WHAT IS NEEDED. Find the line containing "Question. For every instance of the brick staircase". Return it and every line after it, unchanged, up to and including the last line.

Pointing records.
┌──
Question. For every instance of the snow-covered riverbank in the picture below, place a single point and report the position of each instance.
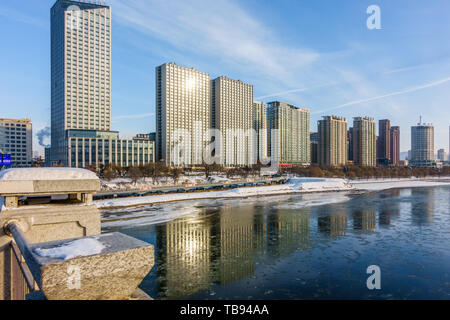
(398, 183)
(295, 185)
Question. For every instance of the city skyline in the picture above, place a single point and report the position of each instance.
(272, 62)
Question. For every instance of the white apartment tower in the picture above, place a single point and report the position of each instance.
(364, 142)
(80, 71)
(260, 126)
(422, 145)
(182, 114)
(289, 140)
(332, 136)
(232, 115)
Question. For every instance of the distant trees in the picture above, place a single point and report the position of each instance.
(175, 174)
(134, 173)
(159, 170)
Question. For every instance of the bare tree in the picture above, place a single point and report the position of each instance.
(134, 173)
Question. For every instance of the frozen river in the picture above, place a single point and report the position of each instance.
(310, 246)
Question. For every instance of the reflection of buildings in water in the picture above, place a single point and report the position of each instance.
(423, 205)
(334, 225)
(183, 256)
(287, 231)
(389, 209)
(234, 244)
(364, 220)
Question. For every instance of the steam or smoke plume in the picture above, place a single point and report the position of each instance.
(41, 135)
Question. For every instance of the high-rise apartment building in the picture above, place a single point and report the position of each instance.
(364, 141)
(422, 145)
(183, 114)
(395, 145)
(332, 148)
(442, 155)
(16, 140)
(80, 71)
(260, 126)
(314, 143)
(288, 134)
(384, 142)
(232, 115)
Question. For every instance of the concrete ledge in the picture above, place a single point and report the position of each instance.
(46, 187)
(56, 222)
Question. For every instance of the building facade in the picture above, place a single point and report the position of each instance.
(442, 155)
(422, 145)
(395, 146)
(364, 142)
(93, 148)
(314, 142)
(289, 134)
(384, 142)
(332, 148)
(16, 140)
(232, 114)
(183, 114)
(80, 71)
(260, 127)
(350, 144)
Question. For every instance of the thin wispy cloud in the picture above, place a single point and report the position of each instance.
(220, 29)
(22, 17)
(392, 94)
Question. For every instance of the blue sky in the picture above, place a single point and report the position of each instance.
(317, 54)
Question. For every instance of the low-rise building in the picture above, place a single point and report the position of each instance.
(93, 148)
(16, 140)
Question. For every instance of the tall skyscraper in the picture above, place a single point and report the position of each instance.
(314, 142)
(80, 71)
(395, 145)
(183, 113)
(384, 142)
(442, 155)
(332, 149)
(232, 114)
(422, 145)
(16, 140)
(260, 126)
(289, 134)
(350, 144)
(364, 142)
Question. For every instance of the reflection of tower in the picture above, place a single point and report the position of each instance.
(234, 247)
(335, 225)
(184, 255)
(286, 232)
(422, 211)
(364, 220)
(259, 233)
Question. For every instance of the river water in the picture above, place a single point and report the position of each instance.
(311, 246)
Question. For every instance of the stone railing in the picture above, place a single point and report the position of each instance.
(51, 242)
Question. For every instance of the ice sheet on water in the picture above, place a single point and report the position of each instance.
(147, 215)
(70, 250)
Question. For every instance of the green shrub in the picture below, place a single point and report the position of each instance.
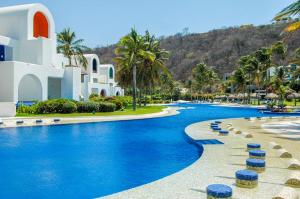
(119, 101)
(106, 107)
(87, 107)
(69, 107)
(27, 109)
(93, 95)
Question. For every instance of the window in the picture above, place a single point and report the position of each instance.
(95, 66)
(40, 25)
(111, 73)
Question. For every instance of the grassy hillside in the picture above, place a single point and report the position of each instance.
(218, 48)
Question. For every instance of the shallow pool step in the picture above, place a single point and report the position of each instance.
(209, 141)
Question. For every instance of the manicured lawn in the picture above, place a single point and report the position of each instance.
(128, 111)
(288, 103)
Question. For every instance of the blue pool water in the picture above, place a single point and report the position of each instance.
(97, 159)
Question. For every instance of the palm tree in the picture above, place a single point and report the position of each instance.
(71, 48)
(247, 64)
(290, 11)
(150, 69)
(131, 52)
(278, 83)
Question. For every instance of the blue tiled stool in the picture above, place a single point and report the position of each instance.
(246, 178)
(257, 165)
(215, 191)
(19, 122)
(253, 146)
(257, 154)
(223, 132)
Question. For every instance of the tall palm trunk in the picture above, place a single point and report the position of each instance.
(134, 87)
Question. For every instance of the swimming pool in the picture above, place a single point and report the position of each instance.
(97, 159)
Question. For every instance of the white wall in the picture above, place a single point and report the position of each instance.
(7, 109)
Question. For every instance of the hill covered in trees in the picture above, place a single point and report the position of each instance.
(217, 48)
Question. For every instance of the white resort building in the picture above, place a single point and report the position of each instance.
(32, 70)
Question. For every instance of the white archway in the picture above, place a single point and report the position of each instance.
(30, 88)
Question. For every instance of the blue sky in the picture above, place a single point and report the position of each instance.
(103, 22)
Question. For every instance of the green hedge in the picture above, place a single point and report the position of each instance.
(66, 106)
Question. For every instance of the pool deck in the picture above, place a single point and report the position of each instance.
(31, 121)
(219, 163)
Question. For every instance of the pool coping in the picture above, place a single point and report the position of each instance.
(187, 183)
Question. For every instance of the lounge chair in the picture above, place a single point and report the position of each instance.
(19, 122)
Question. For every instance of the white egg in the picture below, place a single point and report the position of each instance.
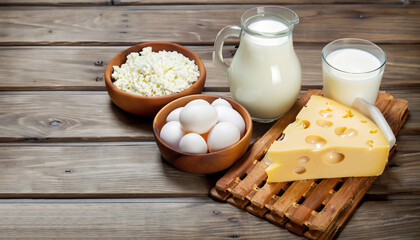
(193, 143)
(225, 114)
(197, 102)
(198, 118)
(171, 133)
(223, 135)
(174, 115)
(221, 102)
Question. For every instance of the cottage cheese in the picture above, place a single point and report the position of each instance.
(155, 73)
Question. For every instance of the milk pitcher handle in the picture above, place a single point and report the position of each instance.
(228, 31)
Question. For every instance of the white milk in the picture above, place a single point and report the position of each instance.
(265, 75)
(358, 75)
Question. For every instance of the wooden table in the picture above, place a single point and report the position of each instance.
(73, 165)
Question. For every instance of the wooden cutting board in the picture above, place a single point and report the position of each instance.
(316, 209)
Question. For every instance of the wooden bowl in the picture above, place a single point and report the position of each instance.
(202, 163)
(149, 106)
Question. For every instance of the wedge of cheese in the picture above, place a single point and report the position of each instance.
(327, 140)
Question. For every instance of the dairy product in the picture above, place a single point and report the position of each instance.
(351, 73)
(265, 73)
(155, 73)
(327, 140)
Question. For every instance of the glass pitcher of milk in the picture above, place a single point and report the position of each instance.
(265, 73)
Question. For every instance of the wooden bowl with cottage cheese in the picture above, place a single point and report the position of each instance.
(149, 105)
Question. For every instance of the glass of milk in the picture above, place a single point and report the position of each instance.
(265, 73)
(352, 68)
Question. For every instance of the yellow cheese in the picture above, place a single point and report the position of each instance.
(327, 140)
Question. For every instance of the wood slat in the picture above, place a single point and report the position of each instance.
(82, 68)
(137, 170)
(198, 24)
(195, 219)
(79, 116)
(263, 2)
(89, 170)
(53, 2)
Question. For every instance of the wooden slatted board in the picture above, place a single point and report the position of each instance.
(316, 209)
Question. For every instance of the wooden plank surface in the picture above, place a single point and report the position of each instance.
(187, 218)
(137, 170)
(93, 170)
(82, 68)
(198, 24)
(54, 2)
(263, 2)
(182, 2)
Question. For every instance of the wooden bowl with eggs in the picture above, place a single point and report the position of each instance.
(144, 105)
(204, 163)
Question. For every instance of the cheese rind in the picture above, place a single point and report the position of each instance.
(327, 140)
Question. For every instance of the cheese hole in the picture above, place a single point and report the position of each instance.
(326, 113)
(317, 141)
(303, 159)
(324, 123)
(332, 157)
(300, 170)
(346, 132)
(369, 143)
(348, 114)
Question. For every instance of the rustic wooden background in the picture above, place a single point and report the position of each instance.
(73, 165)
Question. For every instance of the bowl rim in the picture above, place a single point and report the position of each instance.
(248, 128)
(109, 68)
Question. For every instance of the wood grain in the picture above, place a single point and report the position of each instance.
(82, 68)
(264, 2)
(181, 2)
(187, 218)
(92, 170)
(76, 170)
(198, 25)
(84, 116)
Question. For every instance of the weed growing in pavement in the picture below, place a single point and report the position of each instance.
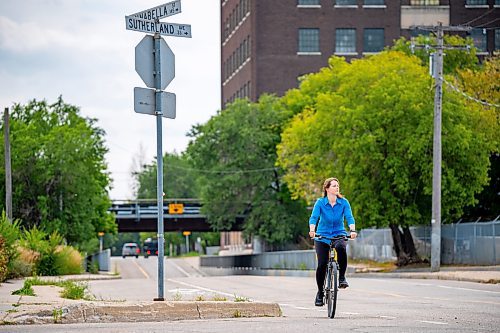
(57, 315)
(218, 298)
(241, 299)
(71, 290)
(177, 296)
(26, 290)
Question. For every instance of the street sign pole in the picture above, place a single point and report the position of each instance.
(159, 160)
(157, 74)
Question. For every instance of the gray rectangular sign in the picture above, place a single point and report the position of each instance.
(162, 28)
(161, 11)
(145, 102)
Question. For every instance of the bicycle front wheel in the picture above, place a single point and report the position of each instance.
(332, 288)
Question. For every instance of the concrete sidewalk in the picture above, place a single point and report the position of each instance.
(480, 274)
(48, 307)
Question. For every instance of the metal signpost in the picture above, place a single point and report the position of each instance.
(437, 73)
(155, 64)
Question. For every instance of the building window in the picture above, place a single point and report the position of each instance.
(374, 2)
(424, 2)
(345, 40)
(308, 3)
(373, 40)
(479, 38)
(308, 40)
(346, 2)
(476, 2)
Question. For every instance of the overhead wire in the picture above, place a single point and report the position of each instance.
(470, 97)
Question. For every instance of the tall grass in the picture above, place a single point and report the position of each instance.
(67, 260)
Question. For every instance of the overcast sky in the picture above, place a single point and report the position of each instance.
(81, 50)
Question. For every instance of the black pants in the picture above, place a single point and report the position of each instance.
(323, 253)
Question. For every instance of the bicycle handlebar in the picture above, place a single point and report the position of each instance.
(334, 238)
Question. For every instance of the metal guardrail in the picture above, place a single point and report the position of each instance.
(137, 209)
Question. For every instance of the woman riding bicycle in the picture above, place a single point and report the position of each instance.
(328, 214)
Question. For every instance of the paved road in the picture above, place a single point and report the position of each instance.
(369, 305)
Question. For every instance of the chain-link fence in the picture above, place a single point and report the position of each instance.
(470, 243)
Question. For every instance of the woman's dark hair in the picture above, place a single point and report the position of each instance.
(326, 184)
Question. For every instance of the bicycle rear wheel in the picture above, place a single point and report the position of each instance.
(332, 288)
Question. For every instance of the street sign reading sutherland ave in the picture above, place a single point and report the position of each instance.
(145, 102)
(145, 62)
(162, 28)
(160, 12)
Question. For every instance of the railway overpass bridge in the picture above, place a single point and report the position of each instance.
(178, 215)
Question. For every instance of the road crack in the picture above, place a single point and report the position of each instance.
(198, 309)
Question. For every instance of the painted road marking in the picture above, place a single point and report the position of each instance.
(179, 268)
(433, 322)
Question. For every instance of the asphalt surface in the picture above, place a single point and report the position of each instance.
(185, 279)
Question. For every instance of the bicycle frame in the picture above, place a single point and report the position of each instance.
(331, 279)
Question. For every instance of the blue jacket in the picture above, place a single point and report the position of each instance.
(331, 219)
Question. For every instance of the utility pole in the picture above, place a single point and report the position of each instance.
(437, 73)
(8, 168)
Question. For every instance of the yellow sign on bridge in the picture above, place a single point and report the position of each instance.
(174, 208)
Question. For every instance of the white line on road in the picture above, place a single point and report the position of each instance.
(202, 288)
(387, 317)
(179, 268)
(469, 289)
(141, 269)
(433, 322)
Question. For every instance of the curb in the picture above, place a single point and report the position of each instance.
(139, 312)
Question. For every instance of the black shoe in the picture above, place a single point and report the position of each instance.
(343, 283)
(319, 299)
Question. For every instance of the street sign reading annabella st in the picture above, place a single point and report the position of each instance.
(160, 12)
(162, 28)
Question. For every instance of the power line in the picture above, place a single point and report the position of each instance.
(470, 97)
(225, 171)
(480, 16)
(482, 26)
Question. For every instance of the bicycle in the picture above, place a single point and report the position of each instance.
(330, 287)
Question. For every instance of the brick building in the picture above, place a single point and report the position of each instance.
(266, 45)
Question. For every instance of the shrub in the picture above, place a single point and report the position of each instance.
(4, 260)
(67, 260)
(10, 233)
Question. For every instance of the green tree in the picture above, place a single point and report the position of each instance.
(59, 176)
(235, 152)
(483, 85)
(372, 128)
(179, 179)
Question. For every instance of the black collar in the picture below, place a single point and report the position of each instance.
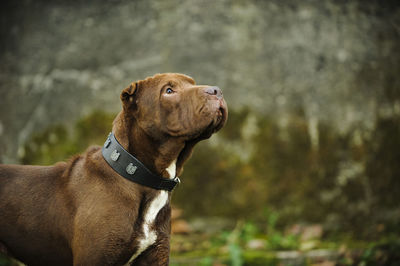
(131, 168)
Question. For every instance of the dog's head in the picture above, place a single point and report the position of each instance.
(172, 108)
(172, 105)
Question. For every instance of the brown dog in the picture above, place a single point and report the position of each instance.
(83, 212)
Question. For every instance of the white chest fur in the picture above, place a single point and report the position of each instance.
(150, 236)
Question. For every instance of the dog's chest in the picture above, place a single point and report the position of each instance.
(154, 207)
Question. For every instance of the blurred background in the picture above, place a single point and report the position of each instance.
(307, 169)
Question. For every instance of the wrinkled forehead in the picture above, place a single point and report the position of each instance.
(173, 78)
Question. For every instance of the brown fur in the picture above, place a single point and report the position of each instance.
(82, 212)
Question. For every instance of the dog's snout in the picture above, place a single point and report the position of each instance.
(213, 91)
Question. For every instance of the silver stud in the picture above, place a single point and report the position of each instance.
(131, 169)
(115, 155)
(107, 143)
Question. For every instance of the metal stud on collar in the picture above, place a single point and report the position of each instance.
(131, 169)
(115, 155)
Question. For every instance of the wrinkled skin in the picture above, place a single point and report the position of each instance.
(82, 212)
(174, 112)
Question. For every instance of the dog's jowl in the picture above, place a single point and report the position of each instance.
(111, 204)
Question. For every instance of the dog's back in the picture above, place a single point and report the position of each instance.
(24, 211)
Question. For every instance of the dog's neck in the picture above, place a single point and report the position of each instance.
(160, 158)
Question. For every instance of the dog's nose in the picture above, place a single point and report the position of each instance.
(214, 91)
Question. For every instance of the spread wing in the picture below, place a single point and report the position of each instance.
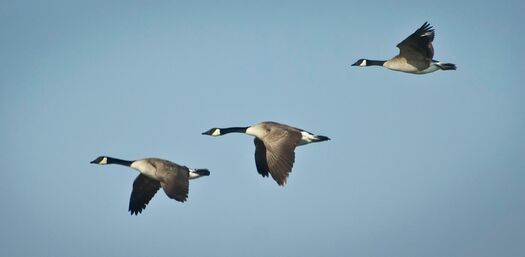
(144, 189)
(175, 183)
(419, 44)
(275, 155)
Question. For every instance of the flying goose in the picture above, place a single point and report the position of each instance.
(155, 173)
(415, 55)
(274, 146)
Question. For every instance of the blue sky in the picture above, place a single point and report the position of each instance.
(429, 165)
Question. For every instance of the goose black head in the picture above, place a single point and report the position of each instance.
(361, 63)
(214, 132)
(101, 160)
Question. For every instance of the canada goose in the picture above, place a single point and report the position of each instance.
(155, 173)
(415, 55)
(274, 146)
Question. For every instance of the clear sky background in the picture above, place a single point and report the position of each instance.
(418, 165)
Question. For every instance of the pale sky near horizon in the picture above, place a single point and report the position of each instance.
(418, 165)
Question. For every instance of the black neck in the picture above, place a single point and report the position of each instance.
(119, 161)
(374, 63)
(234, 130)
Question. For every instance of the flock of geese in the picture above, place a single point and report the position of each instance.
(275, 143)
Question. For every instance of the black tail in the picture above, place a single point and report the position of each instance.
(446, 66)
(321, 138)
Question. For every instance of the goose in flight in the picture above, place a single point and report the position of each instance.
(274, 146)
(415, 55)
(155, 173)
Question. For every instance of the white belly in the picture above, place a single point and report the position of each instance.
(145, 168)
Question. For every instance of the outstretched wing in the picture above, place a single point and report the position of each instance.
(419, 43)
(144, 189)
(275, 155)
(175, 182)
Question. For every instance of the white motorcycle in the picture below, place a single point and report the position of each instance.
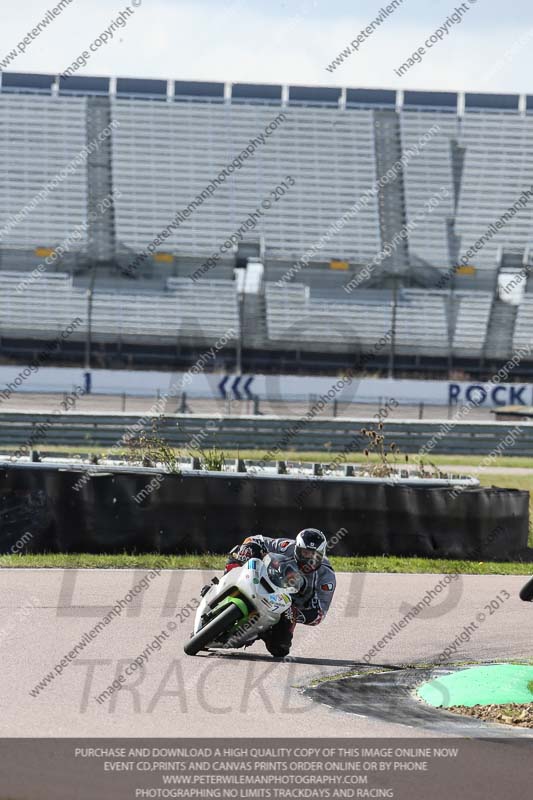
(247, 601)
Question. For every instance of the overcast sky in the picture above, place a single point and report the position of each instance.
(283, 41)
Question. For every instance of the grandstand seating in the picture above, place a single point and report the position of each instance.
(498, 166)
(523, 333)
(174, 138)
(472, 318)
(424, 177)
(165, 154)
(295, 317)
(39, 137)
(186, 312)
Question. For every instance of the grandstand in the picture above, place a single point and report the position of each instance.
(172, 158)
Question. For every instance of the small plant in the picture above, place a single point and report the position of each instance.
(213, 459)
(376, 444)
(387, 464)
(151, 449)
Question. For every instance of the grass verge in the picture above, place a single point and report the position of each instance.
(390, 564)
(295, 455)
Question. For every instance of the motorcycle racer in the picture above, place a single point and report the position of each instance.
(312, 602)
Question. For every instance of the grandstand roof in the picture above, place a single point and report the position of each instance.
(208, 91)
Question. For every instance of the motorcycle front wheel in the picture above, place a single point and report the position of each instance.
(526, 592)
(219, 625)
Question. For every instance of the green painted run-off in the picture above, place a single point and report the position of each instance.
(485, 685)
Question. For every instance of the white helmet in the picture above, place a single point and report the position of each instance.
(310, 549)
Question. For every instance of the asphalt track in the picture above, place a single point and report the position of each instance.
(45, 613)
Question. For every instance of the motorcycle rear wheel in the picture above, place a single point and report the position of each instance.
(219, 625)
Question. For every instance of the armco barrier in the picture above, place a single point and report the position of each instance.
(211, 512)
(264, 432)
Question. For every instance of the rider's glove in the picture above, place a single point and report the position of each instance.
(249, 550)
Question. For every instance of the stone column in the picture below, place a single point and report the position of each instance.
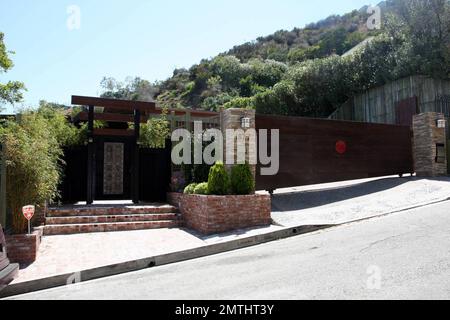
(428, 138)
(232, 119)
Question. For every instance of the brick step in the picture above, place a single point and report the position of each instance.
(60, 229)
(111, 219)
(113, 211)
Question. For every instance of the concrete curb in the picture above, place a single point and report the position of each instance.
(160, 260)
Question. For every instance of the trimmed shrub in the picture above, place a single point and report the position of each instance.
(218, 180)
(190, 188)
(242, 181)
(201, 189)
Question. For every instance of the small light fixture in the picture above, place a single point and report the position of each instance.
(441, 123)
(245, 122)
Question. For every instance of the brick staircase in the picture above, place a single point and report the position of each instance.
(72, 220)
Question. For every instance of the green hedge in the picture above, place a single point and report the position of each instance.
(242, 181)
(218, 180)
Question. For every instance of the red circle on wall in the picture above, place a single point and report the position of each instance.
(341, 147)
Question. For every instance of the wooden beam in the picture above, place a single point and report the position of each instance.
(182, 112)
(109, 117)
(113, 104)
(2, 186)
(113, 132)
(90, 197)
(135, 171)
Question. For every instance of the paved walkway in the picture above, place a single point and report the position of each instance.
(344, 202)
(325, 204)
(71, 253)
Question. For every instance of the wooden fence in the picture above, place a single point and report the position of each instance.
(316, 151)
(2, 187)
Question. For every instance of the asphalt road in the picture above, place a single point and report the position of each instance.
(401, 256)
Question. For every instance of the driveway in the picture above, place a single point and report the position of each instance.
(349, 201)
(400, 256)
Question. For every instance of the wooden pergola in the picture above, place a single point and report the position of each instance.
(121, 111)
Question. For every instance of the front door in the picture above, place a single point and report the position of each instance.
(113, 161)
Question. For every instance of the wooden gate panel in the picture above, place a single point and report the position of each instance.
(154, 175)
(308, 152)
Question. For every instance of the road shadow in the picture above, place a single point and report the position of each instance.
(315, 198)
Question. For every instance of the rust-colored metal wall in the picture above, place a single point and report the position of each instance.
(318, 151)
└──
ANSWER.
Question. For every instance of the brick staircase in the picture above, place a single point and report the position of each instance.
(72, 220)
Question. For every instance of the green hedge in the picture above, place a single point and report the position of each instance.
(242, 181)
(218, 180)
Question. For every instance of the red circle on wall in the picture above, place a single point and report the position of each instance.
(341, 147)
Question. For every instance of the wooden beam in the picture above, place a single point and report the position of each instance.
(182, 112)
(109, 117)
(113, 104)
(2, 186)
(113, 132)
(90, 197)
(135, 171)
Question. For every instance of the paved walkway in the picture above, place a single point and report the position of each instance.
(344, 202)
(325, 204)
(71, 253)
Question. For every instance of the wooden fence in the picture above, place a single point and report the position of each instance.
(316, 151)
(2, 187)
Question. For every instance of the asphalt road in the picture above, place a single point and report the position of each instance.
(401, 256)
Question. For every instance of the driveway in the picture above, place a single point and report the position of each instance.
(349, 201)
(400, 256)
Question. For every instance of the wooden pergola in the picture above, place a single point and report the position of each instance.
(121, 111)
Question. For every instance of the front door in the picture above, place a single point and report the position of each instance.
(113, 161)
Question. For every instance of the wooden gate panel in the picture above, place a single point and report the position of each instance.
(154, 175)
(308, 152)
Question. For every instance of the road shadow in the picture above, place a single point and report the position of each instance.
(315, 198)
Question. For every instance of the rust-colored metal wall in the picture above, place a single point and report the position of each instance.
(318, 151)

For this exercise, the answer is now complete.